_Problem details_: Reproduce, exactly as they appear, the line containing "Target: balcony railing" and every line after it, ending with the last line of the records.
Content starts
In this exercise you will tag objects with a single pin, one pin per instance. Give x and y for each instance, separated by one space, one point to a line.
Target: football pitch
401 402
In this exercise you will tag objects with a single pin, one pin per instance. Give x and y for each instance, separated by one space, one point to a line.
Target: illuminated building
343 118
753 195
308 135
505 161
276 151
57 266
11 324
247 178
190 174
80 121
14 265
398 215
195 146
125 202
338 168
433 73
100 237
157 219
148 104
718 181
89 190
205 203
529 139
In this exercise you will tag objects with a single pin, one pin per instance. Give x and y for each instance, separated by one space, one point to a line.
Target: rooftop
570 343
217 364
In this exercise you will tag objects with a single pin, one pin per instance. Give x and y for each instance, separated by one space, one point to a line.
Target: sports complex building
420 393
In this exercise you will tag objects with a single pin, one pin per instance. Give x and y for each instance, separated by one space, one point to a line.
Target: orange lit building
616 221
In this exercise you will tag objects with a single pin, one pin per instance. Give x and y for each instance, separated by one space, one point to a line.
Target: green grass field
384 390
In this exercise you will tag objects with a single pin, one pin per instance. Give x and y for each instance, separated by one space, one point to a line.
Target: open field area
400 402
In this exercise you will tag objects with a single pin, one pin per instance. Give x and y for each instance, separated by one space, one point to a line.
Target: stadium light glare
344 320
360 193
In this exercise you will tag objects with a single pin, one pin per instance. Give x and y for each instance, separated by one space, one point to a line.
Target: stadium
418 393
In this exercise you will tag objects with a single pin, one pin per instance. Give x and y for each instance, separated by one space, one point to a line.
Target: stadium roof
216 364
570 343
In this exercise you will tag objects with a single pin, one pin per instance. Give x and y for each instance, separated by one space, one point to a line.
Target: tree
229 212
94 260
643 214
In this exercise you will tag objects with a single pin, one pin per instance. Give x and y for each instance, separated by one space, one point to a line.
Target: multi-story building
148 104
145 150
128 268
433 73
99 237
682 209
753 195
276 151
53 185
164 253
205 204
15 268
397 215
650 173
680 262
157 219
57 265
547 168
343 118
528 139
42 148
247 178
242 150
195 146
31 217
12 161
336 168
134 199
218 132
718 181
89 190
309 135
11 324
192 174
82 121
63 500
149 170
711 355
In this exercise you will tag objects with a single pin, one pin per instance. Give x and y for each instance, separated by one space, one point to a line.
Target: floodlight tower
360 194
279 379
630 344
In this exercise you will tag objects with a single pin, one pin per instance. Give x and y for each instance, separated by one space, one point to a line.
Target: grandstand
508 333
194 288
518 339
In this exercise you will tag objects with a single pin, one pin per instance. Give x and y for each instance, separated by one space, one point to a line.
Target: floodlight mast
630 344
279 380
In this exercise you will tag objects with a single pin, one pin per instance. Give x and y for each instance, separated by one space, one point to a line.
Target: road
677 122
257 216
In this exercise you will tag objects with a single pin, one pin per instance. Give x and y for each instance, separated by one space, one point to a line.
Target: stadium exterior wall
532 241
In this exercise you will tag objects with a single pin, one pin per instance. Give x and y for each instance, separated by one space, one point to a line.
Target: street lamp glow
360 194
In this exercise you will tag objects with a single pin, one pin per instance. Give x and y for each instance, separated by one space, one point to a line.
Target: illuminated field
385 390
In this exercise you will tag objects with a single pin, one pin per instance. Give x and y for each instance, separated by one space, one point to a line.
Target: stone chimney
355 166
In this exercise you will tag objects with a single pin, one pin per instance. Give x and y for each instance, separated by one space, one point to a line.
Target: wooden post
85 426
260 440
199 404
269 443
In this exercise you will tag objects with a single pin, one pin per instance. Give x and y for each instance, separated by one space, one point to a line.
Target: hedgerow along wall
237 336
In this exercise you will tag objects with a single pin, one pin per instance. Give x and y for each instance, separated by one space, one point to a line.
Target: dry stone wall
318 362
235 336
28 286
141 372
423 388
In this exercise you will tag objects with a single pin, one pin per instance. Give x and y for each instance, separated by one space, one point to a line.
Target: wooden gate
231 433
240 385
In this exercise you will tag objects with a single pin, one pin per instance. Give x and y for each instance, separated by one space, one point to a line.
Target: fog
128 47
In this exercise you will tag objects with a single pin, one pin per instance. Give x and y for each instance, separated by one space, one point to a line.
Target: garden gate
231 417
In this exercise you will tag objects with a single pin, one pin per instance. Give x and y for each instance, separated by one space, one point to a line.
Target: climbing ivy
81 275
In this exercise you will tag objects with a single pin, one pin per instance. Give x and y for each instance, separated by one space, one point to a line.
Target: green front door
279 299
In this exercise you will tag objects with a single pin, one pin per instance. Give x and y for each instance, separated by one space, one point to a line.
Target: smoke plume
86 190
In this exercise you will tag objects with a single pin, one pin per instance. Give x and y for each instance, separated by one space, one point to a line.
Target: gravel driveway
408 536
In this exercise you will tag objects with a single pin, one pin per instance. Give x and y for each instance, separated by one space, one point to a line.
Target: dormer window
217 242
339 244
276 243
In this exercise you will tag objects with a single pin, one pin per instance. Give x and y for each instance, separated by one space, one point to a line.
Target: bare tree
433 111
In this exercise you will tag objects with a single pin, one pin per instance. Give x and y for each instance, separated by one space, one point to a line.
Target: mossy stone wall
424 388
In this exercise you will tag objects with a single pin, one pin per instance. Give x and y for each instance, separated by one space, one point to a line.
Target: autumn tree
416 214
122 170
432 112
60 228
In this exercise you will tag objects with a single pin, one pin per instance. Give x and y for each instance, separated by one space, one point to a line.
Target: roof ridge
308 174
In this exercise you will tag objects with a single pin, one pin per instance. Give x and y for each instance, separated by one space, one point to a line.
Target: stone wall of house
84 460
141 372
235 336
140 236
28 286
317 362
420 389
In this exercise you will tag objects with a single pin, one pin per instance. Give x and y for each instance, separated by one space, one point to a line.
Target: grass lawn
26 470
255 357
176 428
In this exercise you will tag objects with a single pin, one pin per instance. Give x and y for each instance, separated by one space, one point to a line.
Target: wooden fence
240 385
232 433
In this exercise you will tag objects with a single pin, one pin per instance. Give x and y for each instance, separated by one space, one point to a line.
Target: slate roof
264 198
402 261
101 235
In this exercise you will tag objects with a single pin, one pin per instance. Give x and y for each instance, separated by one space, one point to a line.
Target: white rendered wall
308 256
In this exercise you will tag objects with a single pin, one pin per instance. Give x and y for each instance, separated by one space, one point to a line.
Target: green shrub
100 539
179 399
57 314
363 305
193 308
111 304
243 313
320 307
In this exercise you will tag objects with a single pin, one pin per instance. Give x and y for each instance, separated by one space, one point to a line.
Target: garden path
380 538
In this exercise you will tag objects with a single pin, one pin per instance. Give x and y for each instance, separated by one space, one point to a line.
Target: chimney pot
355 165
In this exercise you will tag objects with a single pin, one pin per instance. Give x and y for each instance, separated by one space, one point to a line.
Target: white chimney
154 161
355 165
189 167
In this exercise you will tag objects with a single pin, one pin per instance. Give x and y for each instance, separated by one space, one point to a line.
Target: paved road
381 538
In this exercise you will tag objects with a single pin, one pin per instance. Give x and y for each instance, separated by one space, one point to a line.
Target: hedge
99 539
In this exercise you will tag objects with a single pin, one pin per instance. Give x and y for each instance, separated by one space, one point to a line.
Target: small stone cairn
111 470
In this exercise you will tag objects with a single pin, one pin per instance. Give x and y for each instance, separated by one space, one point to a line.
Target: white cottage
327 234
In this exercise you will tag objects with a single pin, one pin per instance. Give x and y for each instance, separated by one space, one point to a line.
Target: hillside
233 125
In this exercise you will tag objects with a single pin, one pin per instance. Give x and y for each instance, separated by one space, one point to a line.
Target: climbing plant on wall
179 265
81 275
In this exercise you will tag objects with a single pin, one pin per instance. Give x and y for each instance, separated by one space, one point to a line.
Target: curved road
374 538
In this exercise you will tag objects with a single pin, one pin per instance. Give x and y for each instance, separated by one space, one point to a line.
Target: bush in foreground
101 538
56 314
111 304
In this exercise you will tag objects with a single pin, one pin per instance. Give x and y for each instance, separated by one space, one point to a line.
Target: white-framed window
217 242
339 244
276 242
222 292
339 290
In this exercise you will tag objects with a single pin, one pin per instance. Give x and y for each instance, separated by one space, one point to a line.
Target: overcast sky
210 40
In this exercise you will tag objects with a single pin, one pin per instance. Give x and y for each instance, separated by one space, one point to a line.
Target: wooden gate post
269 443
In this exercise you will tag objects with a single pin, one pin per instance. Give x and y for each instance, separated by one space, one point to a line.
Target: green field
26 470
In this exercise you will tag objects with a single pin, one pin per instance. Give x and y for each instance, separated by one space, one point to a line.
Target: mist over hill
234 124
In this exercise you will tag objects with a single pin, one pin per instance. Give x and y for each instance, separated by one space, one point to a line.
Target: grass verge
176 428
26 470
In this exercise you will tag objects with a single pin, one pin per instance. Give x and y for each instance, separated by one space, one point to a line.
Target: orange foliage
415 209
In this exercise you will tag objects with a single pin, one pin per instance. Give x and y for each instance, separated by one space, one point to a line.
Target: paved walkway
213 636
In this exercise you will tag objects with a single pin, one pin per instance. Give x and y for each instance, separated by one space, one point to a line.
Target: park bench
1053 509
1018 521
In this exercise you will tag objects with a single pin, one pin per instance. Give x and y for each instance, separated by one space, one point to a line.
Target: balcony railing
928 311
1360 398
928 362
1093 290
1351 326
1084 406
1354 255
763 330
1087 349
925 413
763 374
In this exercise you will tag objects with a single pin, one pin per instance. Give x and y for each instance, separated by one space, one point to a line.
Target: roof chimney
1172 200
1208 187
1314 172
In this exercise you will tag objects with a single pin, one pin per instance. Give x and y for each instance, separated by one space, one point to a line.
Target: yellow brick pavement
Content ends
_Expected answer_:
Target: balcony railing
928 311
1360 398
928 362
1093 290
1351 326
1084 406
1354 255
763 330
1087 349
925 413
763 374
In this exercise you will tag objects with a single pin, one pin per instance. Give x and y for each instance, separated by one space, one point to a line.
Target: roof chimney
1172 200
1208 187
1314 172
In this exercise you will tag objects with a single pin, one pin per instance. Give x and y for each instance, separated by one space, one point to a line.
Target: yellow brick pavement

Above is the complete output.